Source data
━━━━━━━━━━━━━━━━━━━━
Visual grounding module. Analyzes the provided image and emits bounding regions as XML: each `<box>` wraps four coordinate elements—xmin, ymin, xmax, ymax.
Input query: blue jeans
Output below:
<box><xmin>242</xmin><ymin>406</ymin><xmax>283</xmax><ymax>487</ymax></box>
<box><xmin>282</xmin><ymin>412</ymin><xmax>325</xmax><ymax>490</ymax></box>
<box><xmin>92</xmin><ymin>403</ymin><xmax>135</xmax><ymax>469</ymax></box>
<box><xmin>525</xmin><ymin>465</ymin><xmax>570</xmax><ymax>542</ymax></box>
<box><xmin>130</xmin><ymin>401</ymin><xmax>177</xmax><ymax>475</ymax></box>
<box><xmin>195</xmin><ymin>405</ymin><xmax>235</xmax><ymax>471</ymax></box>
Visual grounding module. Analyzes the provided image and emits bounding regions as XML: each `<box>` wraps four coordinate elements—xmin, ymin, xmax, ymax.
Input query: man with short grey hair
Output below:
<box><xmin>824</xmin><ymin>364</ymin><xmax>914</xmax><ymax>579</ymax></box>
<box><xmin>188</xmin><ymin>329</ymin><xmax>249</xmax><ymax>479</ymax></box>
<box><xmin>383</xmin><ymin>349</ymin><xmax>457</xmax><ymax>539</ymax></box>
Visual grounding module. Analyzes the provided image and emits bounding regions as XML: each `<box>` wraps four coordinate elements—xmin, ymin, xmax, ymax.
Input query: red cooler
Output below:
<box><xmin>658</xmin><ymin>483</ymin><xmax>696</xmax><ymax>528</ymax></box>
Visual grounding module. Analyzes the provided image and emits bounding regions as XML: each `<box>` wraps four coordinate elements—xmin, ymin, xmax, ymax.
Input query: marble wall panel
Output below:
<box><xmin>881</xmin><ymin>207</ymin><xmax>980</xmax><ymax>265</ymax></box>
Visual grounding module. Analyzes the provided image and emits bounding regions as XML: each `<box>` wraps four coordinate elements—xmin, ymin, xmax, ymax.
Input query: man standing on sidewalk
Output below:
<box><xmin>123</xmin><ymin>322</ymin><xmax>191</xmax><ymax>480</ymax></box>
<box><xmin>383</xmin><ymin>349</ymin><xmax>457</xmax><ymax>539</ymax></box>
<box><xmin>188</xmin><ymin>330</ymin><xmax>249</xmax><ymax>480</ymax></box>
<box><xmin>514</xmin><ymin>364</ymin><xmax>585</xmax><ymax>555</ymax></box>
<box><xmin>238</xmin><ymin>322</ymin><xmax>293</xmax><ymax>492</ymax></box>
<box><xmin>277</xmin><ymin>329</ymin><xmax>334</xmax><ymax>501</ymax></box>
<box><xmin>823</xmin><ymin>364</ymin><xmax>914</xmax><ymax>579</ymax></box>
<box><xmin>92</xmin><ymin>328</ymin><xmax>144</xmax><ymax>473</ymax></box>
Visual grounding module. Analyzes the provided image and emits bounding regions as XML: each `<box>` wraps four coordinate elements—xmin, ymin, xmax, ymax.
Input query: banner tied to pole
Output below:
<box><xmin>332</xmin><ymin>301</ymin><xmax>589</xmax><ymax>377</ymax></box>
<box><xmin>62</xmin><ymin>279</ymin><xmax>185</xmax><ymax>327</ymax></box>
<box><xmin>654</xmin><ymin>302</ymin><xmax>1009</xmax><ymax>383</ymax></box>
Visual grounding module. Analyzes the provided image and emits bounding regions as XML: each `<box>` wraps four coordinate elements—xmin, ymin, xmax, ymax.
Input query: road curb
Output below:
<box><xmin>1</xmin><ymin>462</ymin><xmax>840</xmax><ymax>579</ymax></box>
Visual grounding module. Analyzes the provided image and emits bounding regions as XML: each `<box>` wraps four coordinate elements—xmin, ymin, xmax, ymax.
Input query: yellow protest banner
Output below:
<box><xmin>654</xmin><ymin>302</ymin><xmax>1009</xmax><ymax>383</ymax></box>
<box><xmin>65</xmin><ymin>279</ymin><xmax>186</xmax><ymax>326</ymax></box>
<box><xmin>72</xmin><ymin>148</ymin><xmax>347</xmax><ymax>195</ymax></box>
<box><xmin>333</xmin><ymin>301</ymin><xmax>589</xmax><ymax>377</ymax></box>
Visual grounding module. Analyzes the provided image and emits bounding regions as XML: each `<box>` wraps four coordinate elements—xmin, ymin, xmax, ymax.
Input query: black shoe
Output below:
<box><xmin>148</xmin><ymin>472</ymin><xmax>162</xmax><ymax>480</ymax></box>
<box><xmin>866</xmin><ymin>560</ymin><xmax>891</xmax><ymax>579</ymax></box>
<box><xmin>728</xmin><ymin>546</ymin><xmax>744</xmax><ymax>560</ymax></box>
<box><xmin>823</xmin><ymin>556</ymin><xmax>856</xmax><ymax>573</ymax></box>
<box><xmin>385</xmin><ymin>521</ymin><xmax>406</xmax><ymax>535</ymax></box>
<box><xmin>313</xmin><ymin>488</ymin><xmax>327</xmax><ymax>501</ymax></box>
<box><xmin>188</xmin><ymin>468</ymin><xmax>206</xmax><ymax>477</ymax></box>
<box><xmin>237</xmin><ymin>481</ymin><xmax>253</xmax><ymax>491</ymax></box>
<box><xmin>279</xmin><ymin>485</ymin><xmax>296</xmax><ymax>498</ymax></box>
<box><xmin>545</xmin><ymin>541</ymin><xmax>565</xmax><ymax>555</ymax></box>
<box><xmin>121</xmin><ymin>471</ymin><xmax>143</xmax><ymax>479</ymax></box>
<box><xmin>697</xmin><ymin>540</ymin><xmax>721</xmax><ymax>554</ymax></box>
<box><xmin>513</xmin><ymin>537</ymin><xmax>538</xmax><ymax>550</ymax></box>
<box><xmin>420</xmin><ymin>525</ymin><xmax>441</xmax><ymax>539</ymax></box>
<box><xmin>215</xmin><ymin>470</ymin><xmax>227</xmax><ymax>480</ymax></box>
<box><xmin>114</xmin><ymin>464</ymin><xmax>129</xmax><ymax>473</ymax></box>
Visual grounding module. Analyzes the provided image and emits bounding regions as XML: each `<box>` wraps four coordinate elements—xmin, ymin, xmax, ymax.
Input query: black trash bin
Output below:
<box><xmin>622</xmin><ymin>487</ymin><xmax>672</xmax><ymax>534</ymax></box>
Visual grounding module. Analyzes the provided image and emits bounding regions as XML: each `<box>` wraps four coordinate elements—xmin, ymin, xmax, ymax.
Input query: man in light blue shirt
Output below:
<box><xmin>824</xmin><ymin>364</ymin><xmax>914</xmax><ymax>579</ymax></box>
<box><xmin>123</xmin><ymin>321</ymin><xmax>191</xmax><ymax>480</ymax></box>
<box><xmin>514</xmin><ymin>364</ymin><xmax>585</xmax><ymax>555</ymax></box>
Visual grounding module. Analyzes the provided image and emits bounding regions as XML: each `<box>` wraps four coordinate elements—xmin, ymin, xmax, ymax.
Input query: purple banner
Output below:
━━━━━━━━━━━━━━━━━━━━
How many of the lines above include the string "black"? Give only the number.

- [Solution to this task]:
2